An exact transcription of all the records is required, minus the images.
[Records for this task Boundary: Start]
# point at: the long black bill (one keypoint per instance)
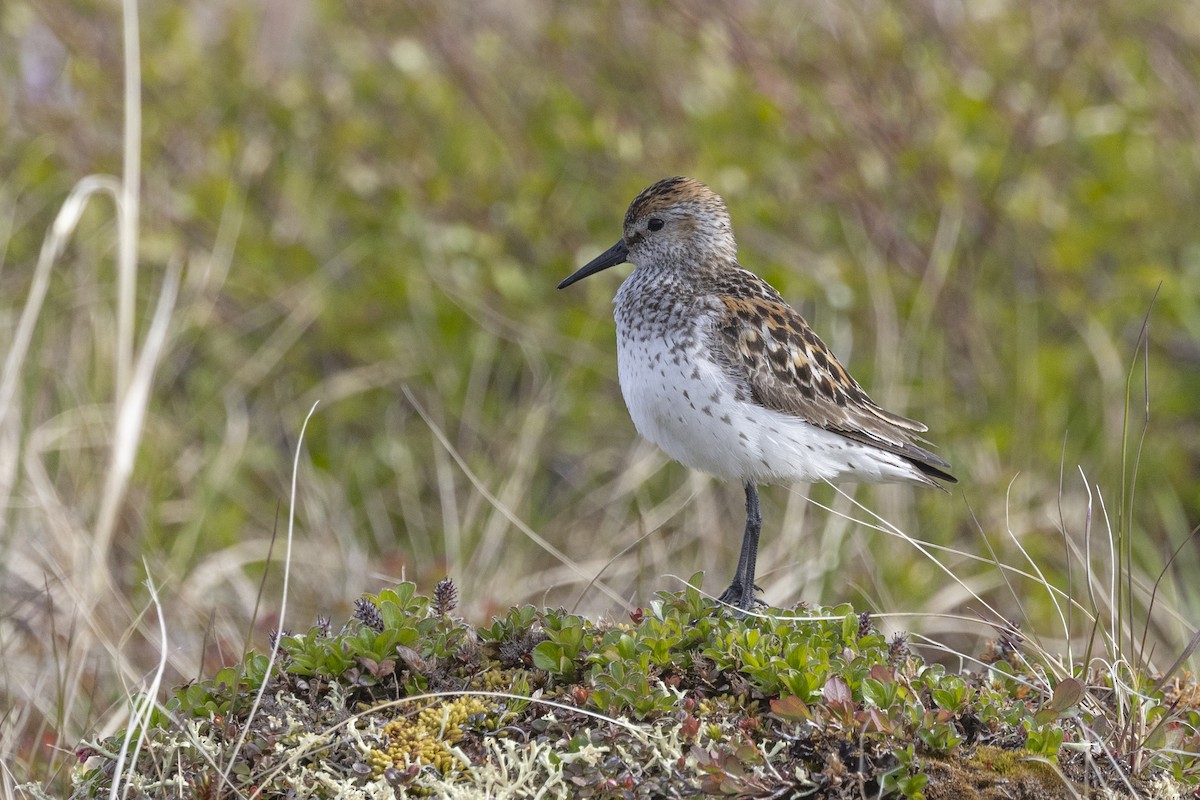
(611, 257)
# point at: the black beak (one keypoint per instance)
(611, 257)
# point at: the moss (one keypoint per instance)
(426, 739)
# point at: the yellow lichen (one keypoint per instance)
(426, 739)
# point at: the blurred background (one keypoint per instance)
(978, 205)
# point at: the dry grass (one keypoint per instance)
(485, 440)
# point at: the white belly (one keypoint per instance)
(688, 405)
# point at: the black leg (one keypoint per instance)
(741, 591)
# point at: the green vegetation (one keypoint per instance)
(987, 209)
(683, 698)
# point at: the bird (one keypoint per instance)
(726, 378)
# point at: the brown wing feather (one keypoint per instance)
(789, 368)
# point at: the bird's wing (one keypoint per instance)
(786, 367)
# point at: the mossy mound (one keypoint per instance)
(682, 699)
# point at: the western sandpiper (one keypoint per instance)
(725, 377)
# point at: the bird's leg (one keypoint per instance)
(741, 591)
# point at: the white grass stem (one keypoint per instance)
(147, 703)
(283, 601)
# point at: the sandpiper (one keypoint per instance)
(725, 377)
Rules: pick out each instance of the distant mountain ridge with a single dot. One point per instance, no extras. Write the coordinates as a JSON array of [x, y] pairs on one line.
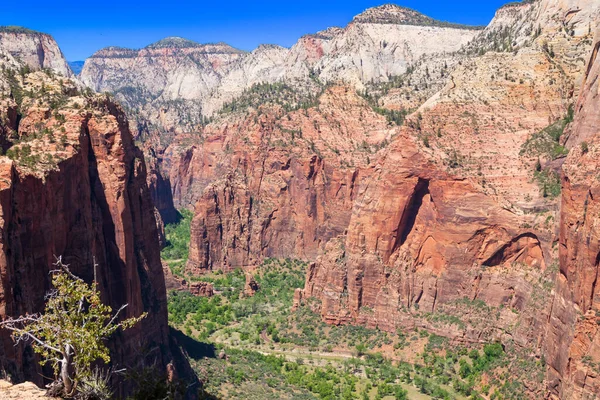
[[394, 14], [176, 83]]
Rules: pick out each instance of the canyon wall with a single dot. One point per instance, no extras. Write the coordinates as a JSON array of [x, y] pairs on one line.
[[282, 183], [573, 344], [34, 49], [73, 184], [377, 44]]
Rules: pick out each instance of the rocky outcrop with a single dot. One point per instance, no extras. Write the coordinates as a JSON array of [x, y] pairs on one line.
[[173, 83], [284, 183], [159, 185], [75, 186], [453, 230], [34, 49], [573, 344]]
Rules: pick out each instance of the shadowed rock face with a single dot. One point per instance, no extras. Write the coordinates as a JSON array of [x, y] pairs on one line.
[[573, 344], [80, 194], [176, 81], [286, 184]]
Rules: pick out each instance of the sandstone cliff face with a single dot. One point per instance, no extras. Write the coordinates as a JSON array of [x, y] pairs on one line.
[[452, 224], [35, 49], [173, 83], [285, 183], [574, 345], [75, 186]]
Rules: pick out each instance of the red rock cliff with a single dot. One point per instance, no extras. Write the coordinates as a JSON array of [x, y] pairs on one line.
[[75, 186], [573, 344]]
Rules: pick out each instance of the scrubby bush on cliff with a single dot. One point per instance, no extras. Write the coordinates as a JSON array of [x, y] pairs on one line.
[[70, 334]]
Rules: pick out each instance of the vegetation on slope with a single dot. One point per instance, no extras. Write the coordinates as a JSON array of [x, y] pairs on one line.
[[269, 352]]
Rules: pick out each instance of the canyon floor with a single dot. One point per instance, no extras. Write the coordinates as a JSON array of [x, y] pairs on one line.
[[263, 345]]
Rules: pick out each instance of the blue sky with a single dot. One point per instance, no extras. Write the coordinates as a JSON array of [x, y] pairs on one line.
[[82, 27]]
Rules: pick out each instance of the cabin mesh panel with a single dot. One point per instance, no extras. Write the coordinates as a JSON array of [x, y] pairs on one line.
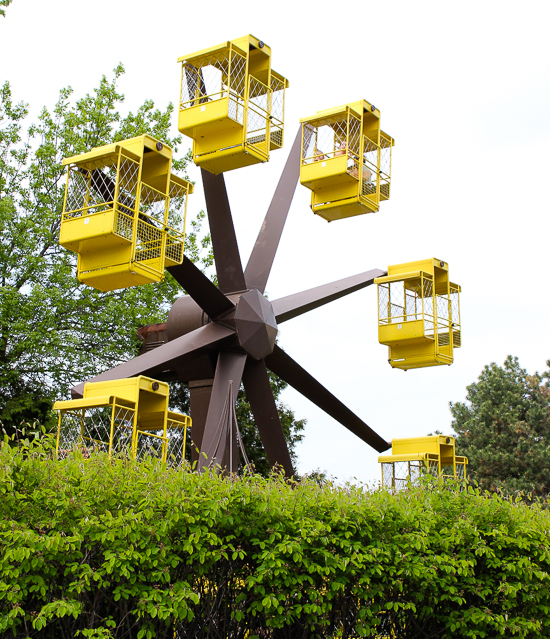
[Records for this task Boundary: End]
» Task answer:
# point at: the long black bill (one keypoint per instance)
(611, 257)
# point at: the black beak (one keypoint per instance)
(611, 257)
# point at: the moss (one keypoint per instance)
(426, 739)
# point at: the yellow lichen (one keypoint per instance)
(426, 739)
# point at: the blurred background (one keypoint per instance)
(978, 205)
# point at: the dry grass (one keypoint per instance)
(485, 440)
# point at: the white belly (one keypoint per instance)
(688, 405)
# point at: the black leg (one keypoint per instance)
(741, 591)
# point at: the green vegetation (one keypoint per instance)
(987, 209)
(683, 698)
# point at: the bird (one keypoint per instance)
(726, 378)
# point at: the brown wing feather (one keypoint per instance)
(789, 368)
# point at: the bird's wing (one keypoint per instance)
(786, 367)
# point at: the mossy mound (one keypoint per instance)
(682, 699)
# point at: the western sandpiper (one keypoint per instance)
(725, 377)
# point at: the bird's leg (one keypoint per instance)
(741, 591)
# point at: the white grass stem (one keypoint per instance)
(147, 703)
(283, 601)
# point at: the sandpiper (one keypoint per instance)
(725, 377)
Rules: pick out each instance of the distant mountain ridge with a single dot. One point per instance, no extras. Write the coordinates as a JSON array of [x, y] pairs on one line.
[[394, 14], [176, 83]]
Rules: pick out each instance of the canyon wall with a single dot. One point per instance, no extras. Write the coordinates as a JSON array of [x, y] pairs on one line.
[[282, 183], [573, 344], [34, 49], [73, 184], [377, 44]]
Rules: pick out each instance of the rocky outcrop with a single dot. One point per instance, no extras. Write the coordinates as a JSON array of [x, y] pairs on one line.
[[173, 83], [284, 183], [159, 185], [75, 186], [453, 230], [34, 49], [573, 344]]
Rules: pick out each instance of the shadowed rock face with a single dot. One point per instance, no extras. Write the coordinates as a JSON array of [x, y] pairs on one line.
[[573, 344], [80, 194], [176, 81], [286, 184]]
Rules: pick out each instance of the sandstone cliff face with a single dot. One point per instance, no extras. Write the coordinates as a JSON array of [x, y] pairs on one line.
[[452, 224], [35, 49], [173, 83], [285, 183], [574, 345], [75, 186]]
Rules: pick out each instance of the red rock cliff with a single dot. One point per instance, no extras. Write the coordinates as a JSON array of [x, y] pairs on one line.
[[75, 186], [573, 344]]
Rules: pick out each instance of the scrubby bush on cliff with a single dot. One point per instance, no extras. Write the coordinates as a JSON array of [x, y] pairs on one line.
[[70, 334]]
Rules: pick out each instance of the vegetation on slope with a single dot. One point per instance, no extras. Write the coordinates as a JSON array of [x, y] pairs on one line.
[[269, 352]]
Rules: pick out each instance of the canyon floor with a single dot. One point per instance, no extras. Write the coordinates as a JSON array of [x, y] pairs on one line.
[[263, 345]]
Rules: pick out each instance of the blue sky with a single dot. One point per instance, no extras. Write the coordinates as a JSON array of [x, y] pairs on one line.
[[82, 27]]
Rules: pick out each instance of the cabin mesh panel with a single dot. One point per instance, no extras. Write the coordinates as a JSON array of [x, y] pairs on one line.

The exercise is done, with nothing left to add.